## What is needed
Go through the data below and retype all of it exactly.

## Entries provided
******************************
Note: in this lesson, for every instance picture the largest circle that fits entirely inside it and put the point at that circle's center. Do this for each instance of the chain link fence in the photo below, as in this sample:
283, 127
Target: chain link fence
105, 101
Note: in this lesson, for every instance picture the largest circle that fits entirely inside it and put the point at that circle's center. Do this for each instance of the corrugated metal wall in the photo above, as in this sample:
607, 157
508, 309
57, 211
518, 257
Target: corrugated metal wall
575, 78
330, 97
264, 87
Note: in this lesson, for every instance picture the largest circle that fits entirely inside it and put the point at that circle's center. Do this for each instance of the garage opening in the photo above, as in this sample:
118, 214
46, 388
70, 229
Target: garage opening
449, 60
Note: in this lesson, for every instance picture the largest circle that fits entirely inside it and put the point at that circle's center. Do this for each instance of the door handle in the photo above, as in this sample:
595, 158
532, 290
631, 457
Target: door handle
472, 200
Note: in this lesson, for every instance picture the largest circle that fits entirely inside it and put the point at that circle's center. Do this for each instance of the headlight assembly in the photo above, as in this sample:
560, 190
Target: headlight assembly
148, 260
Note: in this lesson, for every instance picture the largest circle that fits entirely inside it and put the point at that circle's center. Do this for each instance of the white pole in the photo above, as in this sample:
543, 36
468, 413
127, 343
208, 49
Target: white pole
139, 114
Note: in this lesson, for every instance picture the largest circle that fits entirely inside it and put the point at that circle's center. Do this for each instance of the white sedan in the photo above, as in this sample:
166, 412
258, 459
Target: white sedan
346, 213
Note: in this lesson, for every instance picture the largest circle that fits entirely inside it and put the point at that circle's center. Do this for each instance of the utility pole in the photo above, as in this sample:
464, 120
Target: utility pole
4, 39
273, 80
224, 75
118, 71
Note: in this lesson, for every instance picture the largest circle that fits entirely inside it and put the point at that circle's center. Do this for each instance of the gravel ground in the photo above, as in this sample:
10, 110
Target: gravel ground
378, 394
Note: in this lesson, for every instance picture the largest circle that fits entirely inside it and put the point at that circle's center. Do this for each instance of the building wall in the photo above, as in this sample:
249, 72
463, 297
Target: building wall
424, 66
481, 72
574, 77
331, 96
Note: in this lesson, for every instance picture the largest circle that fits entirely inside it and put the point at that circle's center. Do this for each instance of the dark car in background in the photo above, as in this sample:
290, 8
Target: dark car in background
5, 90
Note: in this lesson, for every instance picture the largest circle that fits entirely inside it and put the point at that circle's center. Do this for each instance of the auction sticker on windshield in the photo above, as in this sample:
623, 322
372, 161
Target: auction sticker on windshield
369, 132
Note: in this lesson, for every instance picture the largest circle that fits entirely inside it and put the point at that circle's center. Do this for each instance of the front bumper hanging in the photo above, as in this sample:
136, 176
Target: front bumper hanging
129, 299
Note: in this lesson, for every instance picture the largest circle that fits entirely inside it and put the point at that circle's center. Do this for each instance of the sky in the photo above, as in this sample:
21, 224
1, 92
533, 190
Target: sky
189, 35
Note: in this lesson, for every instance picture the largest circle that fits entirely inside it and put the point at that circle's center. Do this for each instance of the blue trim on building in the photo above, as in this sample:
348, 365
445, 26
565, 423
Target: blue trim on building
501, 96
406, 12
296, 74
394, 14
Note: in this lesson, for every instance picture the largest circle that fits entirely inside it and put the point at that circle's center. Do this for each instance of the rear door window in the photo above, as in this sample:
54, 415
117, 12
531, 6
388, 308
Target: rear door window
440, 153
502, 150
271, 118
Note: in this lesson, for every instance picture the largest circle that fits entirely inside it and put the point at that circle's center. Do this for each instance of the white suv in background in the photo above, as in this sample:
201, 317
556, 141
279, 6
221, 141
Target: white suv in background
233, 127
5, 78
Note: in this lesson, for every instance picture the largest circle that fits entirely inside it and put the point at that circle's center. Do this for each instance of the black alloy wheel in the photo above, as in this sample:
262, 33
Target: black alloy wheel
******************************
## Answer
Note: in this lesson, for every instance picture the largest circle that fits entirely inside it and put the point at that circle's center. Do this for each instance of the chain link fence in the photo below, as in this sample:
283, 127
Target: chain link fence
105, 101
Note: in this lesson, for every instance picture the largest circle that fits entirely inside it and put the point at that circle's center. Do this for each instance of the corrugated metal wall in the photo above, as in this sample:
607, 157
508, 309
57, 211
518, 257
Target: corrugated metal wall
575, 78
330, 97
264, 87
Note: in this lesson, for every instance picture the largest circle that fits entirely inside it and put the point at that circle's center. Do this for each instance of the garage opening in the photo above, as in this sample:
118, 214
46, 388
70, 229
Target: garage opening
449, 60
Note: in this lesson, for every instance picture the largest circle that fits entirely inside it and put the point at that circle's center. Do this for each instance of the door handle in the photo above, as in this sample:
595, 158
532, 290
631, 457
Target: door handle
472, 200
Note: in this lesson, for every instance picture the largest circle that fits entirely inside it and put the point at that circle's center. Do this for each instance of the headlight assembly in the photo above, as in this sample:
560, 190
Target: headlight assembly
148, 260
Note: in this lesson, for every instance picture the largest circle that fits entirely inside it and put the point at that circle's center. Do this for each instance of the white pole in the photo above, as in this sample:
543, 36
468, 413
127, 343
208, 49
Target: white pole
139, 114
Note: in this lesson, for every instance picture the largest circle that fits entirely inside it and put the point at that circle's center. Do this for each instance of the white sedan in the photo above, as in this sample:
166, 412
258, 459
Target: white sedan
346, 213
Note: in this lesson, for every instance picture the largest circle that fits entirely inside it and put the point at that circle's center. Do this for each instance of the utility pole in the photo above, as in this sample:
464, 120
Target: utility pole
4, 39
273, 80
224, 75
118, 71
Note: in this lesson, for every instance picture the largest circle that fits entirely inside it and put the point at that circle's center. Do this for each instance of the gravel ground in the photo above, as in this sample:
10, 110
Target: gravel ground
378, 394
Note: in this lesson, for every instance picture the largest circle that fits entirely inside it and put the point at that circle's center. Do this for each instance of the building wall in the photo above, as in this sample:
249, 72
463, 297
Target: building wall
424, 66
481, 72
574, 77
331, 96
Note: in this lesson, for every instance picture the largest circle that fits entirely inside it and put the point at that circle's center. Do this for each instance of the dark car in background in the photo above, as in this sample:
290, 8
Target: dark car in background
5, 90
Note: in this lesson, for every instance picture the largest circle that fits entirely inside it and put the point at that circle's center. Do this for each instance of the auction sticker on windshield in the photo above, as in this sample:
623, 322
372, 161
Target: auction sticker on windshield
369, 132
Note: in this lesson, for every instance picture the largest circle that fits entirely inside it and put the point at that circle's center. Do this for each instance of the front bumper hanging in the photo above, as in this sample:
136, 176
Target: front bumper hanging
129, 299
Note: in this lesson, for every instance picture the largest circle that fits entirely inside it and put the point at that circle's center. Do this for each instance of the sky in the photo above, as in this sample:
21, 224
1, 92
533, 190
Target: sky
189, 35
Note: in this lesson, for every instance picture the largest circle that fits entirely inside it and put the point at that circle's center. Do this for each instance of the blue trim on building in the photo above, as in this sample:
348, 365
445, 26
565, 423
Target: blue trim on building
501, 96
406, 12
296, 74
394, 14
Note: in this lesson, for every instance picture the largest circle that fits entirely inside it and put the point at that circle's center. Do this for each instance of the rear door window in the photo above, as in this sample:
54, 415
117, 12
531, 6
388, 308
Target: rear door window
440, 153
502, 150
271, 118
Note: in this lesson, for every instance picture the largest circle that fits entirely inside it and put the point at that circle's center. Do this for each instance of the white suv in background in the photo above, as in this sample:
201, 317
556, 141
279, 6
221, 141
Target: white suv in background
233, 127
5, 78
Note: in this lesson, for every instance picture the largest circle that fits entirely inside it and put the point at that circle's center. Do this for each instance of the black alloy wheel in the photo above, as in this sample:
262, 33
Target: black alloy wheel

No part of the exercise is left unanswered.